Return each line of the material below unchanged, omitting the pictures.

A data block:
====================

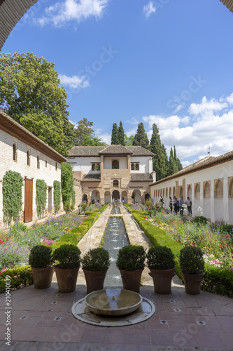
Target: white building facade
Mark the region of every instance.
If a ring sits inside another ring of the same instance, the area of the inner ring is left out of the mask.
[[[108,204],[113,198],[126,204],[143,202],[155,180],[154,154],[141,146],[76,146],[67,161],[73,165],[80,202]],[[79,203],[80,203],[79,202]]]
[[[53,181],[61,182],[61,163],[66,159],[0,110],[0,228],[3,220],[3,179],[8,171],[18,172],[24,179],[21,222],[38,219],[36,181],[45,180],[47,203],[45,215],[54,213]],[[27,195],[26,195],[27,194]],[[60,206],[62,209],[62,203]]]
[[[223,220],[233,224],[233,151],[218,157],[208,157],[150,186],[154,204],[160,197],[169,209],[169,197],[183,196],[192,201],[192,216],[202,216],[211,222]]]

====================

The completed task —
Target: white building facade
Mark the region of every instance.
If a ring sits inside another ring of the same instance, the area of the inner ring is left out of the mask.
[[[108,204],[113,198],[126,204],[143,202],[155,180],[154,154],[141,146],[76,146],[67,161],[73,165],[80,202]],[[79,203],[80,203],[79,202]]]
[[[53,181],[61,182],[61,163],[66,159],[0,110],[0,228],[3,220],[3,179],[8,171],[18,172],[24,179],[21,222],[38,219],[36,181],[45,180],[47,203],[45,215],[54,213]],[[27,195],[26,195],[27,194]],[[60,206],[62,209],[62,203]]]
[[[223,220],[233,224],[233,151],[218,157],[208,157],[150,186],[154,204],[160,197],[169,209],[169,197],[183,196],[192,201],[192,216],[202,216],[211,222]]]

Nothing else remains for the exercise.